# Records for this task
● ● ● ● ● ● ●

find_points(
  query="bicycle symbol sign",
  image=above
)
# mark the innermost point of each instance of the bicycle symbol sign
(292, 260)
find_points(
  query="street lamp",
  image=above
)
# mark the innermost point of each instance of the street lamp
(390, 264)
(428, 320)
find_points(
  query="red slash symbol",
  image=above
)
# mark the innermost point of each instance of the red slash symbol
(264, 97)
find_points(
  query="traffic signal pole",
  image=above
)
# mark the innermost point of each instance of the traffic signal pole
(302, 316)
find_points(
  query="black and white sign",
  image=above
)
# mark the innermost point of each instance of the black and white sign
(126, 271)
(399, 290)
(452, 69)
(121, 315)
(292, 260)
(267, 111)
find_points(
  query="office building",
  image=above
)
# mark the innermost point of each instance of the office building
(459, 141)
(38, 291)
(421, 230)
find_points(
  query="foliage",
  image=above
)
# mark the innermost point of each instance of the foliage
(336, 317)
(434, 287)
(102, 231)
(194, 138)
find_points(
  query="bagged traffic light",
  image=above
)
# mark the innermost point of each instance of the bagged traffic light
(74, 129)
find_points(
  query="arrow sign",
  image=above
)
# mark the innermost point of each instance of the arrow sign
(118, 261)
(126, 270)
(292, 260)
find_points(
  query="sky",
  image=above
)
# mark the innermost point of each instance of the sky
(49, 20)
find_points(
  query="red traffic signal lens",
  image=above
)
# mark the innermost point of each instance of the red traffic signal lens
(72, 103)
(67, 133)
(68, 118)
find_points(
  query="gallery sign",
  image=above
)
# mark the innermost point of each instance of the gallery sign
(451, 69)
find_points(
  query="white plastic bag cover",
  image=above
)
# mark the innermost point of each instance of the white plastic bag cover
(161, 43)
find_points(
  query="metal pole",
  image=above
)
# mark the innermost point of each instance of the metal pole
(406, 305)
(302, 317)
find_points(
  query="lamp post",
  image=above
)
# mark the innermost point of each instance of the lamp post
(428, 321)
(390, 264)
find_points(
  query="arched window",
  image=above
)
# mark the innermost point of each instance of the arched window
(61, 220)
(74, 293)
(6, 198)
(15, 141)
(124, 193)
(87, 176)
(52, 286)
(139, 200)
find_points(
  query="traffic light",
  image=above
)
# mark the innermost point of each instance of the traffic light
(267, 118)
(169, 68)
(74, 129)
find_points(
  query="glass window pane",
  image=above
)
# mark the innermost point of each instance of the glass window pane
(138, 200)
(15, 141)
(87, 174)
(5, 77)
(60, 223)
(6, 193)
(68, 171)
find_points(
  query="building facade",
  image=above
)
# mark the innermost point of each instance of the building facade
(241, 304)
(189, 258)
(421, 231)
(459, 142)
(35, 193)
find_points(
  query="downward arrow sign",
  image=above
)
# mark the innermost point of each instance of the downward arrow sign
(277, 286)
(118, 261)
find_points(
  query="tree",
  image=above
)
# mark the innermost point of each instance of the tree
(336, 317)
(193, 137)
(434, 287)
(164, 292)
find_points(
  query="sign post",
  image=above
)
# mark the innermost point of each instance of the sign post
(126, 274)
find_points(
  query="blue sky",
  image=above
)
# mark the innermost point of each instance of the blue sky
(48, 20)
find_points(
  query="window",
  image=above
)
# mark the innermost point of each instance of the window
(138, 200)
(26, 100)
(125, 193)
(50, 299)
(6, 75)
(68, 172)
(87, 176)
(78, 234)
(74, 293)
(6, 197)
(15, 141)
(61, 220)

● ● ● ● ● ● ●

# Written exercise
Retype the data exactly as given.

# Result
find_points(
  query="bicycle symbol sign",
  image=above
)
# mark the innermost point of each instance of the bicycle symbol sign
(292, 260)
find_points(
  query="street lamp",
  image=above
)
# mark the innermost point of each instance of the street lamp
(390, 264)
(428, 320)
find_points(
  query="red slash symbol",
  image=above
)
# mark the innermost point of each instance of the red slash symbol
(264, 97)
find_points(
  query="traffic signal pole",
  image=above
)
# mark the innermost point of each instance of the traffic signal pole
(302, 316)
find_points(
  query="black and white sign",
  image=above
)
# mark the innermost point of each instance of the black and white sign
(126, 271)
(399, 290)
(452, 69)
(121, 315)
(292, 260)
(267, 111)
find_points(
  query="office building",
  image=above
)
# mark the innermost point of each instance of the office building
(459, 141)
(38, 291)
(421, 230)
find_points(
  query="foliage",
  image=above
)
# mark the innermost point of each instance of the foliage
(336, 317)
(434, 287)
(102, 231)
(194, 138)
find_points(
  query="bagged traffic light",
  image=above
)
# mark the innermost point of each instance of the bagged traffic light
(74, 129)
find_points(
  query="arrow sign",
  image=above
)
# mark the innermost point of each instance of the arrow sign
(118, 261)
(126, 270)
(292, 260)
find_points(
  query="sky",
  image=above
)
# mark the innermost point of each instance of the sky
(49, 20)
find_points(
  query="red traffic signal lens",
  image=above
)
# mark the innermost point of each instance of the red traffic signal lens
(72, 103)
(67, 133)
(68, 118)
find_points(
  query="gallery sign",
  image=above
)
# mark the innermost point of each instance of the gallery sign
(451, 69)
find_points(
  query="white plastic bag cover",
  image=above
)
# mark the innermost point of each instance of the white plastic bag cover
(161, 43)
find_points(
  query="metal pole",
  image=above
)
# mark the innermost point of each instance of the metal pole
(406, 305)
(302, 317)
find_points(
  query="lamp post",
  image=above
)
# mark the innermost point of each instance of the lamp post
(428, 321)
(390, 264)
find_points(
  query="arched window",
  image=above
)
# mark the innermost point of each instance of the arched window
(61, 220)
(74, 293)
(6, 198)
(15, 141)
(124, 193)
(87, 176)
(52, 286)
(139, 200)
find_points(
  query="traffic light",
  image=above
)
# mark the innermost point of each instance of the traffic light
(267, 118)
(169, 68)
(74, 129)
find_points(
  query="glass window pane",
  image=above
)
# mark the innermost point of each instance of the glass window pane
(138, 200)
(15, 141)
(87, 174)
(5, 77)
(60, 223)
(6, 193)
(68, 171)
find_points(
  query="building facade",
  image=above
)
# mark the innermost point of each instance of the building facade
(241, 304)
(189, 258)
(421, 231)
(459, 142)
(35, 193)
find_points(
  query="downward arrow sign",
  image=above
)
# mark the innermost point of each instance of the downward arrow sign
(277, 286)
(118, 261)
find_points(
  query="tree",
  image=above
)
# mark the innermost point of each instance of the tree
(336, 317)
(193, 137)
(434, 287)
(164, 292)
find_points(
  query="sign post",
  image=above
)
# mark the innermost point of each instance of the sign post
(126, 274)
find_points(
  query="blue sky",
  image=above
)
# mark the innermost point of each instance of the blue sky
(48, 20)
find_points(
  query="window",
  image=above
)
# mark the innermost point of each instance of the window
(138, 200)
(26, 100)
(125, 193)
(50, 299)
(6, 75)
(68, 172)
(87, 176)
(78, 234)
(74, 293)
(6, 197)
(15, 141)
(61, 220)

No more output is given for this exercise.